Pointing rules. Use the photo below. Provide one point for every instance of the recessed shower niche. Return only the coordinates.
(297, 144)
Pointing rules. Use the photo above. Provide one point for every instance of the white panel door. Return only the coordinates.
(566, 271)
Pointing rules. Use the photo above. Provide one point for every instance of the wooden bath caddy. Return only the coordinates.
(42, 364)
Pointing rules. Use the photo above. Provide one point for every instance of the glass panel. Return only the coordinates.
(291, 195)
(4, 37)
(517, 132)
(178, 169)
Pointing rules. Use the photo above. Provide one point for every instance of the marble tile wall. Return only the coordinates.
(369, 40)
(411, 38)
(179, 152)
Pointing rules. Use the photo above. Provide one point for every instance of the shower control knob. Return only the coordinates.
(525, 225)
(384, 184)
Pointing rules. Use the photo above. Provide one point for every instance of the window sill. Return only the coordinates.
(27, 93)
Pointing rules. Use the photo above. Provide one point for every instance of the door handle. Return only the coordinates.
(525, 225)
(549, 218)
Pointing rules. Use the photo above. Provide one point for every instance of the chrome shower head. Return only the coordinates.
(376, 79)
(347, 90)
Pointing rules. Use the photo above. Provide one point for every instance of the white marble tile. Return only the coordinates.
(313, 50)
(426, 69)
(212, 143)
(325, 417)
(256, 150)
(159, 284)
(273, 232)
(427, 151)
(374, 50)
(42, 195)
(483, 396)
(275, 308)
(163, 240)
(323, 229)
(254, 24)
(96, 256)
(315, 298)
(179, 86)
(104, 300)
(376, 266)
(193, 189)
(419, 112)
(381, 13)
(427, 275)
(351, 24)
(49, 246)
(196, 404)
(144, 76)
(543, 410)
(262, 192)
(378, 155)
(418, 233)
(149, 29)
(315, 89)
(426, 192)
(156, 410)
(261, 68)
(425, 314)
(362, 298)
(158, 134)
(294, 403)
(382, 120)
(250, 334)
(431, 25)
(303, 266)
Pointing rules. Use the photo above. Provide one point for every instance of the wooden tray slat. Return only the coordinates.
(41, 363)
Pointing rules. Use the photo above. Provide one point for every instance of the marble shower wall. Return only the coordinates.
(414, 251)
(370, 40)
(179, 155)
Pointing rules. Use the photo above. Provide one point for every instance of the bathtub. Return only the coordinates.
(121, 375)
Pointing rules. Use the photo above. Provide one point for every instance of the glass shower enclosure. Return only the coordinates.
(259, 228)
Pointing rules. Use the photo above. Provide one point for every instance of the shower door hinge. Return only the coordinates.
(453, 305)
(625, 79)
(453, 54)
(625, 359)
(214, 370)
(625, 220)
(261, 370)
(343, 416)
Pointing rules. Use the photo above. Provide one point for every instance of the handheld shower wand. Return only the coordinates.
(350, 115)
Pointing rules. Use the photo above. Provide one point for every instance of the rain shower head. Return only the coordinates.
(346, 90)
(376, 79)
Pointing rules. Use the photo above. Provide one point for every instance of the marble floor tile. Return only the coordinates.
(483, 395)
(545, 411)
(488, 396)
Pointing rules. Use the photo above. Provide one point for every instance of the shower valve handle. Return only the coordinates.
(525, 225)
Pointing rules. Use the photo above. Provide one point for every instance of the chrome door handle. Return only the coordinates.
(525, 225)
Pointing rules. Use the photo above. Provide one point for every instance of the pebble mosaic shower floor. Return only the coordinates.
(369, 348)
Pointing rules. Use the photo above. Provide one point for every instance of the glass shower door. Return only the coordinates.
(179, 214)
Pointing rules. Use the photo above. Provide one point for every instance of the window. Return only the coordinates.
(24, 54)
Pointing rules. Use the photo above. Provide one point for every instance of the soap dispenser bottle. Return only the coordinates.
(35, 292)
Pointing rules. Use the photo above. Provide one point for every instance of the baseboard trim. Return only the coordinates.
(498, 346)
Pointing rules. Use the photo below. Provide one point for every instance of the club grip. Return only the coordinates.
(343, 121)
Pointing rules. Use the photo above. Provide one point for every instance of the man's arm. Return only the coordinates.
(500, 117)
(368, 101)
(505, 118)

###

## Work to do
Your answer should consist only of the lines from the one with "enclosure. Return only the coordinates." through the end of the data above, reproduced exactly.

## Result of the task
Pointing rules. Use the photo above. Provide one point for every instance of the glass shower enclosure. Return only the coordinates.
(259, 228)
Pointing rules. Use the photo above. Provide one point for every instance of the shower door hinge. Return only the coordinates.
(453, 305)
(625, 79)
(453, 54)
(625, 359)
(214, 370)
(625, 220)
(261, 370)
(343, 416)
Pointing rules. Use the photo above. Provide one point for every instance of the handheld shower wand. Return only the coordinates.
(350, 115)
Pointing rules. Use the photo above. Provide one point for every instance of the rain shower head. Return only the coordinates.
(346, 90)
(376, 79)
Pointing rules. Use the photo above. Provide one point for every instance of the marble floor tile. Return only the coordinates.
(483, 395)
(545, 411)
(488, 396)
Pointing rules. Use the photo above. Provide one point for every instance of the shower valve handle. Return only the coordinates.
(525, 225)
Pointing rules. Use the photo above. Provide one point for every instance of the chrome door handle. Return only the coordinates.
(525, 225)
Pointing rules. Use the photo above. Provide one point for every instance of the pebble mosaic shower floor. Return only the coordinates.
(369, 348)
Pointing rules. Use the photo above. Provide one point for every instance of the glass shower door. Return only the coordinates.
(179, 214)
Pointing rules. Use the photo above. Provide one point for every instance of the window. Return only the coordinates.
(24, 54)
Pointing rules. Use the photo above. Provide one point for every instance of the soap dispenser bottle. Return only the coordinates.
(35, 292)
Pointing rules. Use the photo above. Provide one point for every instance of the baseboard trim. Return only the coordinates.
(498, 346)
Pointing rules. Use the photo below. Provide one point for every instance of the club grip. Return only the coordinates.
(343, 121)
Pointing rules. Use the photo above. Provide one point for every instance of the man's arm. Return only the coordinates.
(500, 117)
(368, 101)
(505, 118)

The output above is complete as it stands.